Your goal: Copy everything in the records, character for character, except images.

Source information:

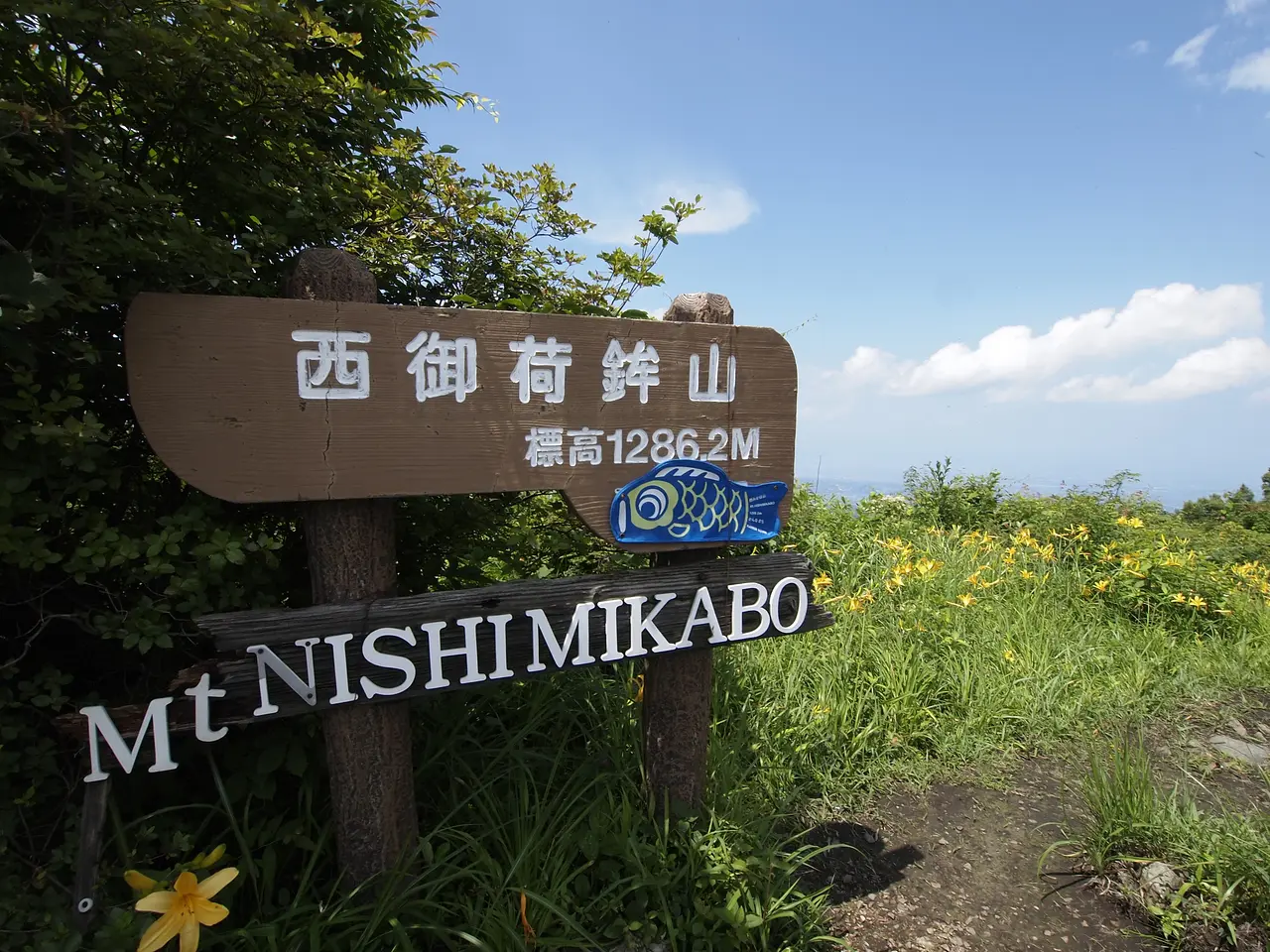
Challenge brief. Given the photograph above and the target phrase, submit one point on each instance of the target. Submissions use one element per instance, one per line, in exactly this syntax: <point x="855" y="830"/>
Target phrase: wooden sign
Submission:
<point x="259" y="400"/>
<point x="286" y="662"/>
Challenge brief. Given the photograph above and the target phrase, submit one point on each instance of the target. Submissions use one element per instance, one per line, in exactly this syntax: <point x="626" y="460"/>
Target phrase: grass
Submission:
<point x="956" y="649"/>
<point x="1222" y="858"/>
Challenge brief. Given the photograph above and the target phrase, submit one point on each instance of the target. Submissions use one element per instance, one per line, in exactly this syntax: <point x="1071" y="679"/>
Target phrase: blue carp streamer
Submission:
<point x="689" y="500"/>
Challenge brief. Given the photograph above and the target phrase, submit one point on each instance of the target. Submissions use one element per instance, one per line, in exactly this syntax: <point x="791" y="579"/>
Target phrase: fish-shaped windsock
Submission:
<point x="689" y="500"/>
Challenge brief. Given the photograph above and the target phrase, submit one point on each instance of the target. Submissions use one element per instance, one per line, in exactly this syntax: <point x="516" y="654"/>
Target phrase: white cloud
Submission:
<point x="724" y="207"/>
<point x="1012" y="359"/>
<point x="1189" y="54"/>
<point x="1236" y="363"/>
<point x="1251" y="72"/>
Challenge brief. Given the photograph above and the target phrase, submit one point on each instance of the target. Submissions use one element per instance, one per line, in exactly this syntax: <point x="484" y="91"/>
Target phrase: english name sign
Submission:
<point x="258" y="400"/>
<point x="286" y="662"/>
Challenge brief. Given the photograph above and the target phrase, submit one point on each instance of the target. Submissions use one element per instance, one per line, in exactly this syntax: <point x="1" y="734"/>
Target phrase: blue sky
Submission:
<point x="906" y="179"/>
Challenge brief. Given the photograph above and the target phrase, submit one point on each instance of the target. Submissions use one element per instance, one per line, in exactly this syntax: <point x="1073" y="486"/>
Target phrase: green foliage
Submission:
<point x="1223" y="858"/>
<point x="945" y="500"/>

Task output:
Challenge brief. Given the photograph above and the target phrase, submit one point on each instance of the target. Submissions use one element per instance, one per line, in exactly this syntax: <point x="855" y="830"/>
Target phrase: wooden sign
Submission:
<point x="259" y="400"/>
<point x="286" y="662"/>
Challenge brief. Given the photograph above and the target phrase, submit one point on each instance of the target. Submissions use one element per instance, one per line, in exactly this syntax: <point x="626" y="460"/>
Target phrase: grass
Submission:
<point x="956" y="649"/>
<point x="1222" y="858"/>
Challenge brief. Given the photograph above and the target phrase, submit one point on each instance of the target. Submissions use one element per instance, one per line, in exactly this syntax: <point x="1071" y="679"/>
Target phrase: blue carp streamer
Submission:
<point x="689" y="500"/>
Challenge brief. Given the photograph above and the target phrase, submit one point on each instance of the target. Submissions use one element per instance, one per line, in exactly this syntax: <point x="791" y="579"/>
Target phrase: fish-shaped windsock
Submission:
<point x="689" y="500"/>
Challenge brief. Given the photograph above and the target phrase, submit one point on each instance of the target. Submissions use one element per instance, one per line, in exactly this syntax: <point x="516" y="654"/>
Target phrase: white cloud
Submission:
<point x="724" y="207"/>
<point x="1012" y="359"/>
<point x="1189" y="54"/>
<point x="1236" y="363"/>
<point x="1251" y="72"/>
Challenge brief. Given the photograph above and the target phrase, submit one point on each instance of the target. Submissions use one element per instance, one per line, in exactly this syntax: <point x="484" y="91"/>
Target phrase: english name sign
Submission:
<point x="258" y="400"/>
<point x="286" y="662"/>
Challenge brief. Given the photograph above and the target phrase, submit one point on each instance of the target. Submissions use one element per instance, one per line, in exactly this syntax: <point x="1" y="734"/>
Target phrase: blue sky
Submission:
<point x="906" y="179"/>
Challenge brief. Given the photograph above and the target phrase, submit one point on each instance of the target. Submissions use one element per instance, one per line, in exactly this syntax: <point x="1073" y="486"/>
Target phrase: green foliage
Submission:
<point x="1223" y="858"/>
<point x="945" y="500"/>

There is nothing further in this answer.